## PROBLEM TO SOLVE
Set out the lines below as a Markdown table with a Row column for the row number and a Line column for the line itself, leaving out any blank lines.

>> start

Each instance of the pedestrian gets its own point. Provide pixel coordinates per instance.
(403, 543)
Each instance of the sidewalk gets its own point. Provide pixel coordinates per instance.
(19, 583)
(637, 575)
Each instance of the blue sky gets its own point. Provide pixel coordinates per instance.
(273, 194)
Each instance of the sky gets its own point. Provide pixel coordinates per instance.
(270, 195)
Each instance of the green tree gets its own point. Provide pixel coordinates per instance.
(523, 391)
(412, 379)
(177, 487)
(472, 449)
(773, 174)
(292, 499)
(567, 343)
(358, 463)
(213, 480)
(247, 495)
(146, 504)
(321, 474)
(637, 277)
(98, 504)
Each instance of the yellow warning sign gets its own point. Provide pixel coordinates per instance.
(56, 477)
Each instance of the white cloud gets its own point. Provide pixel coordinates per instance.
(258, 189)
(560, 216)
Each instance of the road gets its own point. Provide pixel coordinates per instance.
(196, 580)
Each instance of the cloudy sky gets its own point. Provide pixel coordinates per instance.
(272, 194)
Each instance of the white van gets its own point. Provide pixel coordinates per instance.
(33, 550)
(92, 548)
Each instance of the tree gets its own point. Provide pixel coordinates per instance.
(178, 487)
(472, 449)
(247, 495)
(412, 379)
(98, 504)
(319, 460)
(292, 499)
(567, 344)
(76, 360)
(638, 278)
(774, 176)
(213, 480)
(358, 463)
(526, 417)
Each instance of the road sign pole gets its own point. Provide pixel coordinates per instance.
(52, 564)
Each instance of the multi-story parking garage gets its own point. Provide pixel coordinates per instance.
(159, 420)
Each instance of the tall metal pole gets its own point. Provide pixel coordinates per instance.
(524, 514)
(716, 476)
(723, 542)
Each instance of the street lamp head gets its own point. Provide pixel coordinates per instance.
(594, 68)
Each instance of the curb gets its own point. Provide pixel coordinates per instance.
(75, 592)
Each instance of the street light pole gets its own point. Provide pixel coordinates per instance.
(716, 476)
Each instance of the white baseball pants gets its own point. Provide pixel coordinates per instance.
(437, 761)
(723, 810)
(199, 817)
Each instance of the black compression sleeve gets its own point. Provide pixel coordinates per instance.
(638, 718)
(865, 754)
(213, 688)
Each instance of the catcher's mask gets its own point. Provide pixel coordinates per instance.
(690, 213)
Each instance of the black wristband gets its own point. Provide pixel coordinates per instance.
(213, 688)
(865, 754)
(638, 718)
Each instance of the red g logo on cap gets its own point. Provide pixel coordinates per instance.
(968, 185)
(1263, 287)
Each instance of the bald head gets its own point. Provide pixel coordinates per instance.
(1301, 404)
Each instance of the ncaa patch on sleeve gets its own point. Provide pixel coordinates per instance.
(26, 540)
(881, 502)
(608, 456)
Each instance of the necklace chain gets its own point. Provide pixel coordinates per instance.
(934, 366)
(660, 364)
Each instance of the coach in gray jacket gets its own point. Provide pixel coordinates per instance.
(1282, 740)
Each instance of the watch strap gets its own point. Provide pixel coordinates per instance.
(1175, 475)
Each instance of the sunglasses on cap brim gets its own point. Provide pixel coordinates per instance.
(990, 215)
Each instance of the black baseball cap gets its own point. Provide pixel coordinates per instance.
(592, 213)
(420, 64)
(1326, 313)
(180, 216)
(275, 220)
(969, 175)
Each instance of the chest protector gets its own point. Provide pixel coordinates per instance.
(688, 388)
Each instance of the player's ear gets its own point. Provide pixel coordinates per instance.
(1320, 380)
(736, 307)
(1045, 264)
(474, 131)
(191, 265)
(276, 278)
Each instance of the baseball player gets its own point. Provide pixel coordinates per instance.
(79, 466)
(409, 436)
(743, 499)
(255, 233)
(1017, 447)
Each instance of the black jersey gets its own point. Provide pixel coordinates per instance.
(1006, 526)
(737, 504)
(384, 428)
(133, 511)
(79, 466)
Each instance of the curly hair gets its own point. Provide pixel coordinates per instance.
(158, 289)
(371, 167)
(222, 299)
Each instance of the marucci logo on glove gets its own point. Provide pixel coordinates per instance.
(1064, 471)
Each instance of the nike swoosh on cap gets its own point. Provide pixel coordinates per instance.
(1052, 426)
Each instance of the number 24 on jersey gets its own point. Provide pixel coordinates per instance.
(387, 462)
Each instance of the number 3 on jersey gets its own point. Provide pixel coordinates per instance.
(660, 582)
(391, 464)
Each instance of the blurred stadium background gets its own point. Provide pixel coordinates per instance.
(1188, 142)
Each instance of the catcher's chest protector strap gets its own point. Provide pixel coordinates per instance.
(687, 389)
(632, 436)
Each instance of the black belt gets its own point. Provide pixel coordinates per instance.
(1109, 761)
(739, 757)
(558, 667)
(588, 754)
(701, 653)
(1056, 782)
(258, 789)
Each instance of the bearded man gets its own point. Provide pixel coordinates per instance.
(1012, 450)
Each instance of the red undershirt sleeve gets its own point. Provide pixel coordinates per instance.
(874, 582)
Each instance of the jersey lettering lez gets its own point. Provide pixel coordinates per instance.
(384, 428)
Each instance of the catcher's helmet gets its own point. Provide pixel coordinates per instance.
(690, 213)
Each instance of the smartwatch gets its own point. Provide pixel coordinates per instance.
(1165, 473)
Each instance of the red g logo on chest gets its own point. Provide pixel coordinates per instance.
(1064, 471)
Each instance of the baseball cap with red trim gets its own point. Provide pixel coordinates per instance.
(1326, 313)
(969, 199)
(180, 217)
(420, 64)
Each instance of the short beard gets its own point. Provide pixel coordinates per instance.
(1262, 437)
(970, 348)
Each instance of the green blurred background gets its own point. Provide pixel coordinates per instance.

>> end

## WRITTEN REPLY
| Row | Line |
|---|---|
| 1 | Each instance of the pedestrian gets its own point. Provide pixel coordinates per instance. |
| 2 | (403, 543) |
| 3 | Each instance of the sidewalk gets its own point. Provide pixel coordinates per instance. |
| 4 | (19, 583) |
| 5 | (637, 575) |
| 6 | Each instance of the blue sky gets its own point. Provide pixel coordinates per instance. |
| 7 | (273, 194) |
| 8 | Each instance of the sky gets its own point. Provide pixel coordinates per instance. |
| 9 | (270, 195) |
| 10 | Each instance of the green tree gets its own point. Provide pixel coordinates per instance. |
| 11 | (523, 391) |
| 12 | (412, 379) |
| 13 | (177, 487) |
| 14 | (472, 449) |
| 15 | (773, 174) |
| 16 | (292, 499) |
| 17 | (567, 343) |
| 18 | (358, 463) |
| 19 | (213, 480) |
| 20 | (247, 495) |
| 21 | (146, 504) |
| 22 | (321, 474) |
| 23 | (637, 277) |
| 24 | (98, 504) |
| 25 | Each instance of the yellow warning sign gets its own point. Provide pixel coordinates per instance. |
| 26 | (56, 477) |
| 27 | Each instance of the white cloud gets its own point. Provide pixel coordinates per instance. |
| 28 | (258, 189) |
| 29 | (560, 216) |
| 30 | Each instance of the road gets its own point. Provide pixel coordinates per instance. |
| 31 | (196, 580) |
| 32 | Each instance of the cloudy sky gets its own point. Provide pixel coordinates per instance. |
| 33 | (272, 194) |
| 34 | Each instance of the white van gets its own point. Provide pixel coordinates per instance. |
| 35 | (33, 550) |
| 36 | (92, 548) |
| 37 | Each instance of the tree gets its own point. Provide pixel coordinates per instance. |
| 38 | (178, 487) |
| 39 | (472, 449) |
| 40 | (247, 495) |
| 41 | (412, 379) |
| 42 | (98, 504) |
| 43 | (319, 460) |
| 44 | (292, 499) |
| 45 | (567, 344) |
| 46 | (76, 360) |
| 47 | (638, 278) |
| 48 | (774, 176) |
| 49 | (213, 480) |
| 50 | (358, 463) |
| 51 | (526, 417) |
| 52 | Each instance of the road sign pole gets its own point. Provide pixel coordinates per instance. |
| 53 | (52, 564) |
| 54 | Each instance of the multi-story parking garage gets its own point. Provide pixel coordinates per instance. |
| 55 | (159, 420) |
| 56 | Each instance of the tall metal pole gets its own point. Provide pixel coordinates per instance. |
| 57 | (524, 514) |
| 58 | (716, 476) |
| 59 | (723, 542) |
| 60 | Each instance of the street lamp head gets its own point. Provide pixel coordinates per instance. |
| 61 | (594, 68) |
| 62 | Each instance of the curb gets its own point. Provide pixel coordinates per instance. |
| 63 | (75, 592) |
| 64 | Each instance of the street light pole gets its own point. Provide pixel coordinates per instance. |
| 65 | (716, 476) |
| 66 | Each instance of the white baseball pants gets its own point. Provide pixel coordinates per instance. |
| 67 | (437, 761) |
| 68 | (723, 810) |
| 69 | (199, 817) |
| 70 | Each instance of the black compression sleeve gets its own point. Provide pixel coordinates per instance. |
| 71 | (638, 718) |
| 72 | (865, 754) |
| 73 | (213, 688) |
| 74 | Each instance of the catcher's mask gets its own point. Provide pixel coordinates per instance. |
| 75 | (690, 213) |
| 76 | Each instance of the black wristband gets its own point. Provide pixel coordinates per instance. |
| 77 | (213, 688) |
| 78 | (865, 754) |
| 79 | (638, 718) |
| 80 | Each instance of the red g logo on cap gets its own point. Provide pixel coordinates per instance. |
| 81 | (968, 185) |
| 82 | (1263, 287) |
| 83 | Each instance of the bald head gets its own point. Provide pixel coordinates per instance. |
| 84 | (1301, 404) |
| 85 | Each instance of the ncaa patch on sleeve gets its own point. Provide pixel coordinates per instance. |
| 86 | (26, 540) |
| 87 | (881, 502) |
| 88 | (608, 456) |
| 89 | Each instance of the necklace chain gets its own point. Provide pixel coordinates per instance. |
| 90 | (934, 366) |
| 91 | (660, 364) |
| 92 | Each instance of the coach in gray jacket gets its own point. Provide pixel coordinates per instance. |
| 93 | (1282, 740) |
| 94 | Each instance of the watch strap gets its own point. Provide pixel coordinates per instance. |
| 95 | (1175, 475) |
| 96 | Each instance of the sunglasses on cap brim gets its own point. Provide pixel coordinates per instance. |
| 97 | (990, 215) |
| 98 | Each instance of the black baseball cap gets its own point. Provide pixel coordinates per instance. |
| 99 | (592, 213) |
| 100 | (420, 64) |
| 101 | (1326, 313) |
| 102 | (180, 216) |
| 103 | (275, 220) |
| 104 | (969, 175) |
| 105 | Each instance of the chest protector gets its own point. Provide pixel coordinates per instance. |
| 106 | (688, 388) |
| 107 | Each instance of the player's ear gets its own point. Provide pixel coordinates per instance. |
| 108 | (1320, 380) |
| 109 | (736, 307) |
| 110 | (1045, 264) |
| 111 | (474, 131) |
| 112 | (191, 265) |
| 113 | (276, 278) |
| 114 | Each instance of the baseball player gets its own point. Provide pixel coordinates per instance. |
| 115 | (79, 466) |
| 116 | (409, 436) |
| 117 | (743, 499) |
| 118 | (255, 233) |
| 119 | (1017, 447) |
| 120 | Each instance of the black jersey gets its own point. Provide pixel coordinates per instance. |
| 121 | (1006, 526) |
| 122 | (737, 504) |
| 123 | (384, 428) |
| 124 | (133, 511) |
| 125 | (79, 466) |
| 126 | Each instance of the curly hair gets its own point. Provide pixel coordinates per instance. |
| 127 | (158, 289) |
| 128 | (371, 167) |
| 129 | (222, 299) |
| 130 | Each instance of the marucci logo on glove gets its own point. Provide pixel coordinates per instance. |
| 131 | (1064, 471) |
| 132 | Each instance of the nike swoosh on cap gets its own point. Provide pixel coordinates per instance. |
| 133 | (1052, 426) |
| 134 | Each instance of the number 24 on jersey gets its own point. Provide pixel coordinates per instance. |
| 135 | (387, 462) |
| 136 | Each instance of the number 3 on jersey gets its own point. Provide pixel coordinates per instance. |
| 137 | (660, 582) |
| 138 | (391, 464) |
| 139 | Each instance of the blurred stadium background gets its own point. Provide pixel coordinates per instance. |
| 140 | (1188, 142) |
| 141 | Each instance of the catcher's chest protector strap gets its own point. Provide pixel coordinates per instance. |
| 142 | (687, 389) |
| 143 | (632, 436) |
| 144 | Each instance of the black belt gets its own point. Provide pixel coordinates per instance. |
| 145 | (1109, 761) |
| 146 | (739, 757) |
| 147 | (558, 667) |
| 148 | (588, 754) |
| 149 | (701, 653) |
| 150 | (1056, 782) |
| 151 | (258, 789) |
| 152 | Each instance of the bearded man gets its own point. Provide pixel coordinates per instance. |
| 153 | (1012, 450) |
| 154 | Each instance of the red undershirt sleeve gets its own point. Provide pixel coordinates per instance. |
| 155 | (874, 582) |
| 156 | Each instance of the jersey lettering lez gets its own point. Provide pixel coordinates per instance. |
| 157 | (384, 428) |
| 158 | Each instance of the catcher's helmet gets its own point. Provide pixel coordinates per instance. |
| 159 | (690, 213) |
| 160 | Each instance of the smartwatch gets its own point. Provide pixel coordinates per instance. |
| 161 | (1165, 473) |
| 162 | Each instance of the red g logo on chest gets its own point. Provide pixel coordinates per instance. |
| 163 | (1064, 471) |
| 164 | Each instance of the baseball cap with red trim gets its own point. Provide pixel coordinates per instance. |
| 165 | (1326, 313) |
| 166 | (969, 199) |
| 167 | (180, 217) |
| 168 | (420, 64) |
| 169 | Each instance of the short beard gets its own point. Provide pixel coordinates per instance. |
| 170 | (1262, 437) |
| 171 | (970, 348) |
| 172 | Each instance of the green blurred background gets its own point. Provide pixel coordinates per instance. |